======== DATASET RECORDS ========

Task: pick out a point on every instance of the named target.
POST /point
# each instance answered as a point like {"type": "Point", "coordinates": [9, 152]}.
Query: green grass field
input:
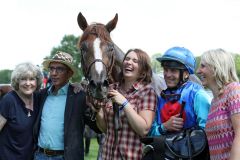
{"type": "Point", "coordinates": [93, 151]}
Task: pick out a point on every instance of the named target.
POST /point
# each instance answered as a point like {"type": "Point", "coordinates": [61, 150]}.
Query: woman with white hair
{"type": "Point", "coordinates": [217, 72]}
{"type": "Point", "coordinates": [18, 111]}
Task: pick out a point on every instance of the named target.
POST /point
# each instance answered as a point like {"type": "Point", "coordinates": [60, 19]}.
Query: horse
{"type": "Point", "coordinates": [101, 58]}
{"type": "Point", "coordinates": [4, 89]}
{"type": "Point", "coordinates": [101, 62]}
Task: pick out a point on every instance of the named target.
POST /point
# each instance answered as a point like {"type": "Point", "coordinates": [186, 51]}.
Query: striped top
{"type": "Point", "coordinates": [219, 128]}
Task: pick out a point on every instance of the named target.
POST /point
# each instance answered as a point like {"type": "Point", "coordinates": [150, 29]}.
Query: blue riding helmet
{"type": "Point", "coordinates": [180, 55]}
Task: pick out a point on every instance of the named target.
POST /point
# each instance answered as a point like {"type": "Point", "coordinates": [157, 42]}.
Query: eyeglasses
{"type": "Point", "coordinates": [58, 70]}
{"type": "Point", "coordinates": [171, 97]}
{"type": "Point", "coordinates": [25, 79]}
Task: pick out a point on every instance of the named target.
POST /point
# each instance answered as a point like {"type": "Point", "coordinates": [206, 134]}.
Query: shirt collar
{"type": "Point", "coordinates": [61, 91]}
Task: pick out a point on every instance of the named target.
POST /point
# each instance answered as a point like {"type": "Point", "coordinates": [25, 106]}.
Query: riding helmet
{"type": "Point", "coordinates": [178, 58]}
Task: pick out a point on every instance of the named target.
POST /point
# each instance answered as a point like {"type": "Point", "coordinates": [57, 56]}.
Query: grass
{"type": "Point", "coordinates": [93, 151]}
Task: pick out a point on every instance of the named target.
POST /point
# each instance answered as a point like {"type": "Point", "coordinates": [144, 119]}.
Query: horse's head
{"type": "Point", "coordinates": [98, 55]}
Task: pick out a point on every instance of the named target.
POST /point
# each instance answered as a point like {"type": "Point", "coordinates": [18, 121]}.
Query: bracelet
{"type": "Point", "coordinates": [124, 104]}
{"type": "Point", "coordinates": [162, 129]}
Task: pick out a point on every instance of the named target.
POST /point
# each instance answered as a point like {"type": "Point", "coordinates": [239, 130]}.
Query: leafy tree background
{"type": "Point", "coordinates": [69, 44]}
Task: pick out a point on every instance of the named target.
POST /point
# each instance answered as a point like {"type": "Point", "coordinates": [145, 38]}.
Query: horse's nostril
{"type": "Point", "coordinates": [105, 83]}
{"type": "Point", "coordinates": [92, 84]}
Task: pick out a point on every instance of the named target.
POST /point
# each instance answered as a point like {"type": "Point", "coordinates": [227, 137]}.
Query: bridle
{"type": "Point", "coordinates": [86, 70]}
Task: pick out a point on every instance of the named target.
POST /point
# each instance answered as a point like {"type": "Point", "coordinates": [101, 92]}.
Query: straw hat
{"type": "Point", "coordinates": [61, 57]}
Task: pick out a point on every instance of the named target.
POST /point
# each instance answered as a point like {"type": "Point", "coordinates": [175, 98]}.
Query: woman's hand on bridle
{"type": "Point", "coordinates": [116, 96]}
{"type": "Point", "coordinates": [175, 123]}
{"type": "Point", "coordinates": [95, 104]}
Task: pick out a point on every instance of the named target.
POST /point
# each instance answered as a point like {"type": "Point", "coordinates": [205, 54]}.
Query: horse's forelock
{"type": "Point", "coordinates": [96, 30]}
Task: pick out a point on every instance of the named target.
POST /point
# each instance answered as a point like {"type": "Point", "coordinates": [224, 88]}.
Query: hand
{"type": "Point", "coordinates": [174, 123]}
{"type": "Point", "coordinates": [116, 96]}
{"type": "Point", "coordinates": [77, 87]}
{"type": "Point", "coordinates": [95, 104]}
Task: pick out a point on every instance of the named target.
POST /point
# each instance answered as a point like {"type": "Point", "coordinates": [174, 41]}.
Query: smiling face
{"type": "Point", "coordinates": [27, 85]}
{"type": "Point", "coordinates": [131, 67]}
{"type": "Point", "coordinates": [59, 74]}
{"type": "Point", "coordinates": [206, 74]}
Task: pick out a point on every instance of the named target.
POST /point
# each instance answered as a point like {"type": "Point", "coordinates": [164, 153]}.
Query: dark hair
{"type": "Point", "coordinates": [144, 65]}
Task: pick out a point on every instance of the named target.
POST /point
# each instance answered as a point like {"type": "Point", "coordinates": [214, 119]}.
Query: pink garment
{"type": "Point", "coordinates": [219, 128]}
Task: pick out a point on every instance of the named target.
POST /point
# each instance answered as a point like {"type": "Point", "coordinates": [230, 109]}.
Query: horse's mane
{"type": "Point", "coordinates": [96, 29]}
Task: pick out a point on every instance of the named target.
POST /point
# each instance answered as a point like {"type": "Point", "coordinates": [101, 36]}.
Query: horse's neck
{"type": "Point", "coordinates": [117, 68]}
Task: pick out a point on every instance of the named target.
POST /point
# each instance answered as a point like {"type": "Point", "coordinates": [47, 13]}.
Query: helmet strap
{"type": "Point", "coordinates": [182, 79]}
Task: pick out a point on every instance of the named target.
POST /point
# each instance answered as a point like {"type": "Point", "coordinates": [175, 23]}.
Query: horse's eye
{"type": "Point", "coordinates": [83, 48]}
{"type": "Point", "coordinates": [110, 48]}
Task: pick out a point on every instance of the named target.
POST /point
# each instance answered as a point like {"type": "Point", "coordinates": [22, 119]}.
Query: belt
{"type": "Point", "coordinates": [50, 152]}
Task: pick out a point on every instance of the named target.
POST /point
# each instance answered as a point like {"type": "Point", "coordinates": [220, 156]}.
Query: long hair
{"type": "Point", "coordinates": [144, 65]}
{"type": "Point", "coordinates": [223, 66]}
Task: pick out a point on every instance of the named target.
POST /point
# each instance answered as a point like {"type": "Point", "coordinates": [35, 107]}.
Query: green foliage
{"type": "Point", "coordinates": [93, 151]}
{"type": "Point", "coordinates": [156, 66]}
{"type": "Point", "coordinates": [5, 76]}
{"type": "Point", "coordinates": [69, 45]}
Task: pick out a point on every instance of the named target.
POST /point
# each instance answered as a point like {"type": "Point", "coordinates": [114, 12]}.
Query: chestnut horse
{"type": "Point", "coordinates": [101, 58]}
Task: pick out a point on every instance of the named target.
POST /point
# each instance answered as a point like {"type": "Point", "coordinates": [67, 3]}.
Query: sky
{"type": "Point", "coordinates": [29, 29]}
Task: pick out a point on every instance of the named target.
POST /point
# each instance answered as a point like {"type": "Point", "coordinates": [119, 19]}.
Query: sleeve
{"type": "Point", "coordinates": [233, 99]}
{"type": "Point", "coordinates": [202, 102]}
{"type": "Point", "coordinates": [157, 129]}
{"type": "Point", "coordinates": [149, 100]}
{"type": "Point", "coordinates": [5, 106]}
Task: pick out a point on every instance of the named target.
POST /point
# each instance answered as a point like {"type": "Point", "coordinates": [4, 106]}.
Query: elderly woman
{"type": "Point", "coordinates": [18, 110]}
{"type": "Point", "coordinates": [217, 72]}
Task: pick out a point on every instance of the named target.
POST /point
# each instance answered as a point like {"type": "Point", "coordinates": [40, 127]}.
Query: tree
{"type": "Point", "coordinates": [5, 76]}
{"type": "Point", "coordinates": [69, 45]}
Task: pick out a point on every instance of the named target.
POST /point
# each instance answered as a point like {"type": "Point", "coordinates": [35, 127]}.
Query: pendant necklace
{"type": "Point", "coordinates": [29, 113]}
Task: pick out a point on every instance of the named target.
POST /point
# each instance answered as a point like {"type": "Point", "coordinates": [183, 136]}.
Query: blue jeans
{"type": "Point", "coordinates": [41, 156]}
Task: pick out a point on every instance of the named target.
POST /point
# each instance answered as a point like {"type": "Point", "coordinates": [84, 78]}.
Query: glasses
{"type": "Point", "coordinates": [58, 70]}
{"type": "Point", "coordinates": [171, 97]}
{"type": "Point", "coordinates": [24, 80]}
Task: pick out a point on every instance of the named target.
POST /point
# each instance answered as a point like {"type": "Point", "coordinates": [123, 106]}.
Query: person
{"type": "Point", "coordinates": [4, 89]}
{"type": "Point", "coordinates": [217, 72]}
{"type": "Point", "coordinates": [184, 103]}
{"type": "Point", "coordinates": [136, 100]}
{"type": "Point", "coordinates": [88, 135]}
{"type": "Point", "coordinates": [59, 127]}
{"type": "Point", "coordinates": [100, 140]}
{"type": "Point", "coordinates": [18, 111]}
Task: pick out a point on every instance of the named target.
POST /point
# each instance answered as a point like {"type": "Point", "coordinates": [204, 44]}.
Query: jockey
{"type": "Point", "coordinates": [184, 103]}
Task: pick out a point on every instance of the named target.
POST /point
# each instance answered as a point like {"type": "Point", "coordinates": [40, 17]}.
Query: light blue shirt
{"type": "Point", "coordinates": [51, 135]}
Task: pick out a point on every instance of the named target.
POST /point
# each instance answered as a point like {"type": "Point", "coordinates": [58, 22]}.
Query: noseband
{"type": "Point", "coordinates": [87, 69]}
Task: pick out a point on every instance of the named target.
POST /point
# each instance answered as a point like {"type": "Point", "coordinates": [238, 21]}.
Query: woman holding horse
{"type": "Point", "coordinates": [137, 102]}
{"type": "Point", "coordinates": [18, 111]}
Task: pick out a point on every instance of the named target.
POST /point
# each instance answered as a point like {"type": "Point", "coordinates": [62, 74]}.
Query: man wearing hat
{"type": "Point", "coordinates": [59, 127]}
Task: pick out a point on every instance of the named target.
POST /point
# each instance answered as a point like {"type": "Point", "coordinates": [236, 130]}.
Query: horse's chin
{"type": "Point", "coordinates": [98, 94]}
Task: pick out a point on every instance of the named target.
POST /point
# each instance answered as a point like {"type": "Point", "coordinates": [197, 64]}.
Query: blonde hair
{"type": "Point", "coordinates": [24, 70]}
{"type": "Point", "coordinates": [223, 66]}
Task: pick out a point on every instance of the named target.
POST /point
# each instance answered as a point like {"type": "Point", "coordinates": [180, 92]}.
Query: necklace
{"type": "Point", "coordinates": [29, 113]}
{"type": "Point", "coordinates": [28, 103]}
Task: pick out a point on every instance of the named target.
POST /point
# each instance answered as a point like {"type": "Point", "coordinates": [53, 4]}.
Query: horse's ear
{"type": "Point", "coordinates": [112, 24]}
{"type": "Point", "coordinates": [82, 22]}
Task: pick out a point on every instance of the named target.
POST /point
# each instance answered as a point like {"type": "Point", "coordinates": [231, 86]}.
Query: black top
{"type": "Point", "coordinates": [16, 138]}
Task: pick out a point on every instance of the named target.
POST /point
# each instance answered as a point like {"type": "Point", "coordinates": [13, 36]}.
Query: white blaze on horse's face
{"type": "Point", "coordinates": [98, 55]}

========

AIM ->
Return every line of the entries above that contains the string "hand". Case counts.

SOLUTION TO THIS PROBLEM ->
Query: woman's hand on bridle
Query: hand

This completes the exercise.